_Problem statement_.
Output exactly the lines below, starting with the line that has "Target: green grass" and going on through the line that has "Target: camouflage uniform", both included, and no other lines.

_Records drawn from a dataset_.

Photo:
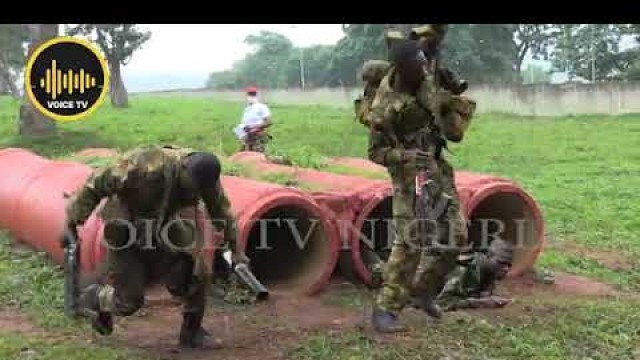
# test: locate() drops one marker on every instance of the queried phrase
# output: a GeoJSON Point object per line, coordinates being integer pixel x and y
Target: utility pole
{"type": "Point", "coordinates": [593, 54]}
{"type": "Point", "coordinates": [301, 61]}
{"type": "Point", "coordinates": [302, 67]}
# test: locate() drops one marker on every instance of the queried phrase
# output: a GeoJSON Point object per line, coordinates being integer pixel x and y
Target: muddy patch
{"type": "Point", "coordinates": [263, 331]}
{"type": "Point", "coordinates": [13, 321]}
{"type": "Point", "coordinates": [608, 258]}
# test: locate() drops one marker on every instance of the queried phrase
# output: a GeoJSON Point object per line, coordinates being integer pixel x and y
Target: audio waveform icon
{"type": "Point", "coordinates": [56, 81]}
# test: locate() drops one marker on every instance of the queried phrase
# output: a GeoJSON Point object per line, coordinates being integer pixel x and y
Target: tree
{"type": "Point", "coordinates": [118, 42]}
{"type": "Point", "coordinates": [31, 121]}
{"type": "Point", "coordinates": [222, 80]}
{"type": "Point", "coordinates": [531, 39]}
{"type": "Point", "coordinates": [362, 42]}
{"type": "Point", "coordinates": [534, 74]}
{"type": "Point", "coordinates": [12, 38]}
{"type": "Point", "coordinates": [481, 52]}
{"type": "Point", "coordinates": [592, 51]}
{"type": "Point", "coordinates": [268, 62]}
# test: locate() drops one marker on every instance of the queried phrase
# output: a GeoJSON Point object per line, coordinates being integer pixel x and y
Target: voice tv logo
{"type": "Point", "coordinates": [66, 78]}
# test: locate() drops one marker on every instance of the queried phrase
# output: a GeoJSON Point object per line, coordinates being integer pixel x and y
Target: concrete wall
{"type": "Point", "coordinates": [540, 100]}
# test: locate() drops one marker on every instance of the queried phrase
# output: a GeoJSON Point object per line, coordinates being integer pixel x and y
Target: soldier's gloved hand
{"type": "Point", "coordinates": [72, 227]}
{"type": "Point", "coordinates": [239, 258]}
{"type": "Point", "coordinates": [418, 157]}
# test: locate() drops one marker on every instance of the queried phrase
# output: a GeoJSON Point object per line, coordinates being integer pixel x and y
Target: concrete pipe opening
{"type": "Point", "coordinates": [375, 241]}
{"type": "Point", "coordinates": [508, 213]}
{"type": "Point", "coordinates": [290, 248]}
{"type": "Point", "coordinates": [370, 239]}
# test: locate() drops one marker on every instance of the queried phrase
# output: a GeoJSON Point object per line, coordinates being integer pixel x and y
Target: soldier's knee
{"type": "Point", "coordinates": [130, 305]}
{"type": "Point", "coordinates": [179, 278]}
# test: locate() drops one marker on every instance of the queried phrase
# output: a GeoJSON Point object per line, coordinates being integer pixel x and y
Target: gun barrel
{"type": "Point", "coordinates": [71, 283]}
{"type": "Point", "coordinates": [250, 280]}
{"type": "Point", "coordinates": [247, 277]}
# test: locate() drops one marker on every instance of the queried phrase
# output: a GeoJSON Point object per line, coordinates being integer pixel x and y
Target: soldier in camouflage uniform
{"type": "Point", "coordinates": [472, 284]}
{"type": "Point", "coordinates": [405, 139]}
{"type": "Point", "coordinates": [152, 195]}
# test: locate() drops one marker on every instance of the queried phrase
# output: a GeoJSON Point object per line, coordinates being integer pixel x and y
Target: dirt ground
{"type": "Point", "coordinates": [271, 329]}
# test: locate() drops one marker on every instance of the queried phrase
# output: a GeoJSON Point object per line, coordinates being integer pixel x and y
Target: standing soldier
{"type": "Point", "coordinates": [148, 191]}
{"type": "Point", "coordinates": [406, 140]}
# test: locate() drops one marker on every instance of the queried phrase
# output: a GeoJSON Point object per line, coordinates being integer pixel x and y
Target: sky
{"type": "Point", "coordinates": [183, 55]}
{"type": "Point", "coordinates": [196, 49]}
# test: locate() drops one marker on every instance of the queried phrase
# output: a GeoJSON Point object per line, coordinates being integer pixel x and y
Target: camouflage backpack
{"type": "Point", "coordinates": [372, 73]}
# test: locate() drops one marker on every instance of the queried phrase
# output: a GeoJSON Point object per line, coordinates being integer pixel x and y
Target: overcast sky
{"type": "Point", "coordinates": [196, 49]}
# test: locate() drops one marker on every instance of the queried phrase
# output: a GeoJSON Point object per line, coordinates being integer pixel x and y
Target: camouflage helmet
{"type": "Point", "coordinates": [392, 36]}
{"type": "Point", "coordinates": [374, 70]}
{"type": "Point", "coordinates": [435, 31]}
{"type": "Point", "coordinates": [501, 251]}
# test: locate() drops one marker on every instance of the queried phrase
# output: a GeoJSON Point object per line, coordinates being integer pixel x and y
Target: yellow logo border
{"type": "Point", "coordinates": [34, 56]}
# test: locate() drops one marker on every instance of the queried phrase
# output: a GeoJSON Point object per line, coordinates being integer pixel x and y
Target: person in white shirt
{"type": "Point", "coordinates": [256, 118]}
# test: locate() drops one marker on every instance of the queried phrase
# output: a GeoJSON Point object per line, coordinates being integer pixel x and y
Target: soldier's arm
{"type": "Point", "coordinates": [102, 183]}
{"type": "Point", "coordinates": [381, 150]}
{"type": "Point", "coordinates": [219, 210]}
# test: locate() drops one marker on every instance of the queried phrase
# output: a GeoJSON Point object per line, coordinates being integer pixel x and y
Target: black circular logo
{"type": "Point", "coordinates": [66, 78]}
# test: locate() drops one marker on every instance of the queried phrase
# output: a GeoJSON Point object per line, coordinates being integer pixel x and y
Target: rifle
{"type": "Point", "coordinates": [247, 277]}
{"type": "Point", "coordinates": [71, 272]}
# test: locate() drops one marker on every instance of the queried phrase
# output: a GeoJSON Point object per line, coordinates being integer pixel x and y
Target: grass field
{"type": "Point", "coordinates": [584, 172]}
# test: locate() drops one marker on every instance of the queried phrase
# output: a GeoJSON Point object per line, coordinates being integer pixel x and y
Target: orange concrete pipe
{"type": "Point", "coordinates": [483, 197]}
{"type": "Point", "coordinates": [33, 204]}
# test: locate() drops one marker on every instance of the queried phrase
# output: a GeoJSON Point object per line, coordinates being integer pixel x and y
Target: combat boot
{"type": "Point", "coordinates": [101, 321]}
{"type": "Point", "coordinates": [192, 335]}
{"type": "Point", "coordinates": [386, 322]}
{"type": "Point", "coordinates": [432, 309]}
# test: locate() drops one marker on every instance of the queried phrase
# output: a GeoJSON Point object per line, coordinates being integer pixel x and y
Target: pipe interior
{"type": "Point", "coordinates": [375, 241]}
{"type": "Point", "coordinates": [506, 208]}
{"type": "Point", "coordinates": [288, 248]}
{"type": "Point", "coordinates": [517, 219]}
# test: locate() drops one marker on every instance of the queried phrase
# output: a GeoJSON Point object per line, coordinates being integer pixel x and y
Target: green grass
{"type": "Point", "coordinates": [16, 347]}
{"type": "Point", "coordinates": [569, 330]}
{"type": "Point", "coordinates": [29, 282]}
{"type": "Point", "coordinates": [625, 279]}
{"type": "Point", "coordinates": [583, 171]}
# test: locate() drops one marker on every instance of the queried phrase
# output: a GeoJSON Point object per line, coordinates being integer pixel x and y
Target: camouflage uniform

---

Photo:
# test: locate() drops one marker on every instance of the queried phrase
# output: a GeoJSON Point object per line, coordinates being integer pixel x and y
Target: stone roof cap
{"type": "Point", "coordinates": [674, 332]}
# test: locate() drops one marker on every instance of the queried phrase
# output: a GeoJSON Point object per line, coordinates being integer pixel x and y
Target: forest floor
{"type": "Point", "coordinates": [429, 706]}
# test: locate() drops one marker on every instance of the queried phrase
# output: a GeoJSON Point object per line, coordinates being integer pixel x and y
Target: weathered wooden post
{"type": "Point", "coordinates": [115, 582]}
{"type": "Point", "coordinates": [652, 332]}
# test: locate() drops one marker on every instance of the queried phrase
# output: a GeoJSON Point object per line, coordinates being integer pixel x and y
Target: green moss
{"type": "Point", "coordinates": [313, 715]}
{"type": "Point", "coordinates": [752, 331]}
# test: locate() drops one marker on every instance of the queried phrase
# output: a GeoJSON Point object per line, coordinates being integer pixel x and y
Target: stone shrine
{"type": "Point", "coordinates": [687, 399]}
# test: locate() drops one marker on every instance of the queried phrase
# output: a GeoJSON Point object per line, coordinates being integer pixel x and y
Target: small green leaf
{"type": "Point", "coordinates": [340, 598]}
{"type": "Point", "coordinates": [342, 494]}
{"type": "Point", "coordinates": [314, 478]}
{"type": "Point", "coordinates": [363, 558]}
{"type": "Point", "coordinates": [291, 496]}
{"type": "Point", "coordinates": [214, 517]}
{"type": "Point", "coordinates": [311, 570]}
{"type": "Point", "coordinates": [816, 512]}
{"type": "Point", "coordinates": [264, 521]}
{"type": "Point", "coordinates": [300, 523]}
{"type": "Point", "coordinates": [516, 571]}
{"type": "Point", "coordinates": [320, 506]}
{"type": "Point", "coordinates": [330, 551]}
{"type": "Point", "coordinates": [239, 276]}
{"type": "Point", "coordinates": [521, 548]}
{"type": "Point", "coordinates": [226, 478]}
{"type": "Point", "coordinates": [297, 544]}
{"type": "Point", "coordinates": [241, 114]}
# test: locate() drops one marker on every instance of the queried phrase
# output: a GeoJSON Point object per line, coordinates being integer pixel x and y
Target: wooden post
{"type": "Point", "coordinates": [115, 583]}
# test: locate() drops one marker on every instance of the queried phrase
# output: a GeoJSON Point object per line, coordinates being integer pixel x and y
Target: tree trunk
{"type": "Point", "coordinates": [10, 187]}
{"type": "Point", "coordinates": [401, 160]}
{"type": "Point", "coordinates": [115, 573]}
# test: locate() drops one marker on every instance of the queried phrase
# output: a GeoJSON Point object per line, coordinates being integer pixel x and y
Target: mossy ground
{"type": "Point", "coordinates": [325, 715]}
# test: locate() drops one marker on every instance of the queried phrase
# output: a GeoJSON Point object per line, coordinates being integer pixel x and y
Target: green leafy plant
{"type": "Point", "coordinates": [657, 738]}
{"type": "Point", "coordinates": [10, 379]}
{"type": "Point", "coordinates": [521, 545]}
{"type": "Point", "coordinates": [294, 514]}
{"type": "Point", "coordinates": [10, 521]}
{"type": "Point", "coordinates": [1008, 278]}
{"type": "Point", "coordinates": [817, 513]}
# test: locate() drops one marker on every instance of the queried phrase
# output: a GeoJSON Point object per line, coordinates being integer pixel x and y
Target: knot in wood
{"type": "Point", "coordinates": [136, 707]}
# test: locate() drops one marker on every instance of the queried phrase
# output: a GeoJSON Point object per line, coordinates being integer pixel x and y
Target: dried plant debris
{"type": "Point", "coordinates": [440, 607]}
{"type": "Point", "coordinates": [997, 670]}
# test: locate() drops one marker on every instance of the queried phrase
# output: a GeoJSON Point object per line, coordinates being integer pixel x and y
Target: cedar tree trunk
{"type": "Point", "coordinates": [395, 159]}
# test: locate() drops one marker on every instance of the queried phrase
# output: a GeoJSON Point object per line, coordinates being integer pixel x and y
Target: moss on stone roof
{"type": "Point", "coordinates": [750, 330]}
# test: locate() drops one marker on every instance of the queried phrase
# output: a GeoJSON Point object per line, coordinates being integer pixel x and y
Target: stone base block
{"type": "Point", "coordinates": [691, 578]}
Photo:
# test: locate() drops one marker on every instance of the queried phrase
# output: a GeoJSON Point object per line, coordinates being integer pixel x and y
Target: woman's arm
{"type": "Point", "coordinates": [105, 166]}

_Answer to this problem_.
Target: green grass
{"type": "Point", "coordinates": [16, 347]}
{"type": "Point", "coordinates": [569, 330]}
{"type": "Point", "coordinates": [29, 282]}
{"type": "Point", "coordinates": [625, 279]}
{"type": "Point", "coordinates": [583, 171]}
# test: locate() drops one marker on every instance of the queried phrase
# output: a GeoJSON Point object per line, coordinates being integer pixel x and y
Target: camouflage uniform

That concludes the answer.